(Task data):
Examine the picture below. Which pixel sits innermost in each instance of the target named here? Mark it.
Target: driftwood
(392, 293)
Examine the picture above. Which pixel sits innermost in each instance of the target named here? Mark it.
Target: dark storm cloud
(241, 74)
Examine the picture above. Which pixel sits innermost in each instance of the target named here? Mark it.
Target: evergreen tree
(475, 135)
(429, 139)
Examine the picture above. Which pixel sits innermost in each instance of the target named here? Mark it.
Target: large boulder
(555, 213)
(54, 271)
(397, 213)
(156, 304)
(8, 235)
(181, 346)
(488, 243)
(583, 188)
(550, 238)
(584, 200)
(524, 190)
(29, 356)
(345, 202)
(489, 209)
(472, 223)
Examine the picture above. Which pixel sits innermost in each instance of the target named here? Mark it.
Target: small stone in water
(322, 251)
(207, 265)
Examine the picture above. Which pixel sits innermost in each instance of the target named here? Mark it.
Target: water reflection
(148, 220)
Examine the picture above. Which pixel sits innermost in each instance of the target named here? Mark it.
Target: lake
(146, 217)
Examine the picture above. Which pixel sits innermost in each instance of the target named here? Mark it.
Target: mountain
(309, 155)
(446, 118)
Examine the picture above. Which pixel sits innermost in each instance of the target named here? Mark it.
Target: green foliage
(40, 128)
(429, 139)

(Work to complete):
Restate each of the entries above verbatim.

(Exercise solution):
Examine the picture below. Which pixel sits innermost in each instance of the target named here? Mark it.
Target: driftwood
(392, 293)
Examine the picture above. Which pixel sits innermost in each instance of the target named here? Mark it.
Target: dark storm cloud
(241, 74)
Examine the picture above. Which pixel sits innermost in each instance of the target named here? Mark it.
Target: evergreen tree
(475, 135)
(429, 139)
Examine the picture above. Which pixel sits innermost in each instance of the target named here? Mark it.
Target: large boulder
(555, 213)
(54, 271)
(397, 213)
(156, 304)
(8, 235)
(181, 346)
(488, 243)
(583, 188)
(550, 238)
(584, 200)
(524, 190)
(29, 356)
(345, 202)
(489, 209)
(472, 223)
Examine the picture above. Which pixel sits innermost in each instance of the target named here? Mark it.
Target: small stone in water
(322, 251)
(207, 265)
Examine the picture above. Which pixel sits innermost in each instance of the target named here? Mark it.
Target: water reflection
(148, 220)
Examine the picture above. Which pixel sits innermost in each instance of the target named here? Mark it.
Target: lake
(146, 217)
Examine the picture above. Which pixel sits innermost in each instance of the target named here? Mark it.
Target: mountain
(309, 155)
(446, 118)
Examine the picture above. Which pixel sits innermost in each instance of the target named here? Mark it.
Target: green foliage
(40, 128)
(429, 139)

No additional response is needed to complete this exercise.